== Short exercise a ==
Extract from the listing the lines running from its start through the line containing "[159,63,783,647]", inclusive, and reproduce them exactly, leaving out the pictures.

Few local observers have seen such a passionate anti-Lowe movement, nor such a high percentage of a crowd on their feet when the chants turned to "Stand up if you want Lowe out."

Until then the "Lowe Out" banner had been accompanied by the more tuneful "Swing Lowe, swing Rupert Lowe, swinging from the Itchen Bridge." Protests continued after the match, but Lowe is probably too thick-skinned to take a rope to the aforementioned local toll bridge, even though he has marched the Saints back to mid-table Championship mediocrity.

Six defeats in seven League games is George Burley's record since replacing Harry Redknapp, who was hardly thriving. And the fans are not swallowing Lowe's protest that they were unfairly robbed of 16-year-old star asset Theo Walcott by Arsenal last week.

"We are sinking and I need to steady the ship," Burley admitted. "It will take time to improve but we have had enough changes here and now is a time to stick together. I understand their frustration after things have not gone right on the field for a year or two and now we have lost the best young player in the country too."

Burley wants "strong characters" and expects to change his squad significantly. In short, he said the club is a mess and he needs time to sort it out.

Both Ipswich's goals came from the recent £100,000 signing from Cardiff, Alan Lee, who scored in the fourth and 89th minutes and might have had four.

"We thoroughly deserved it and I'm delighted for Alan," said Ipswich manager, Joe Royle. "It's too soon to talk of play-offs but injuries to our strikers have meant we've been playing a 4-6-0 system up until now. Who knows where we would have been now with everyone fit?".

Southampton's main threat was striker Dexter Blackstock, who, despite being nippy and 19, is slow and inexperienced compared to Walcott. A few Southampton fans near the press box were so dismayed that they felt like going home at half-time. That just about summed it up.

== Short exercise b ==
Determine whether each of the following statements agrees with the match report, and support each answer with the decisive words quoted exactly from it: (i) George Burley has lost six of seven League games since replacing Harry Redknapp; (ii) Alan Lee joined Ipswich from Cardiff for £100,000; (iii) Dexter Blackstock is 16 years old.

== Working data ==
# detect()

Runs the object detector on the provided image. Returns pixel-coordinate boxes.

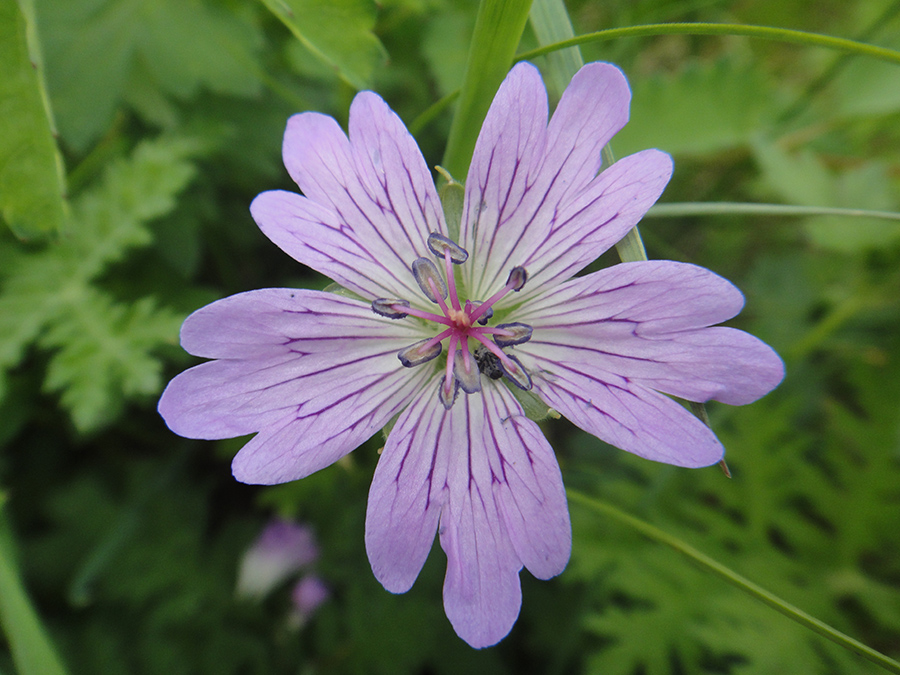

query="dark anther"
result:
[472,302,494,326]
[438,377,459,410]
[428,232,469,265]
[453,351,481,394]
[372,298,409,319]
[475,345,503,380]
[506,267,528,291]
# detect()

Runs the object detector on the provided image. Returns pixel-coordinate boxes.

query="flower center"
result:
[372,232,532,410]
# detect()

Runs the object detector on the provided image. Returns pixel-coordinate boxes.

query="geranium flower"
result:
[237,518,319,599]
[159,63,783,647]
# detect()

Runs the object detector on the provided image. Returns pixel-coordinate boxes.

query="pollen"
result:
[372,232,532,410]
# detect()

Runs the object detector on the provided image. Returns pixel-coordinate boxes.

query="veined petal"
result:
[514,150,673,300]
[483,384,572,579]
[440,383,571,647]
[159,289,427,483]
[462,64,671,300]
[517,261,784,405]
[541,63,631,201]
[366,378,450,593]
[250,190,421,298]
[460,63,548,297]
[262,92,447,297]
[528,358,725,468]
[366,377,572,647]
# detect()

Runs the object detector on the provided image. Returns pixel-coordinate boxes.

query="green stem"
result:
[644,202,900,220]
[516,23,900,64]
[567,490,900,673]
[441,0,531,180]
[518,0,647,262]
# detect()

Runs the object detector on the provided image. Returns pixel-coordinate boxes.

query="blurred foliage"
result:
[0,0,900,675]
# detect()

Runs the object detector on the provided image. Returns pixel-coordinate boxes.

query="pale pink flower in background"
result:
[237,518,319,598]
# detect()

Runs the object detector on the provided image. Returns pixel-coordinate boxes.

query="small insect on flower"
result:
[159,63,784,647]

== Full response a ==
# detect()

Runs the object detector on the provided image. Returns pixel-coordinate boxes.


query="dark anther"
result:
[472,302,494,326]
[438,377,459,410]
[428,232,469,265]
[453,351,481,394]
[372,298,409,319]
[475,345,503,380]
[506,267,528,291]
# detect()

Runs the object detector on the provided image. Returns pixel-coordinate boxes.

query="flower center"
result:
[372,232,532,410]
# detect()

Runs the object detector on the provided image. Returns pixel-coordinate boxes.

query="geranium flower"
result:
[237,518,319,599]
[159,63,783,647]

== Full response b ==
(i) Yes: "Six defeats in seven League games is George Burley's record since replacing Harry Redknapp"
(ii) Yes: "the recent £100,000 signing from Cardiff, Alan Lee"
(iii) No: "striker Dexter Blackstock, who, despite being nippy and 19"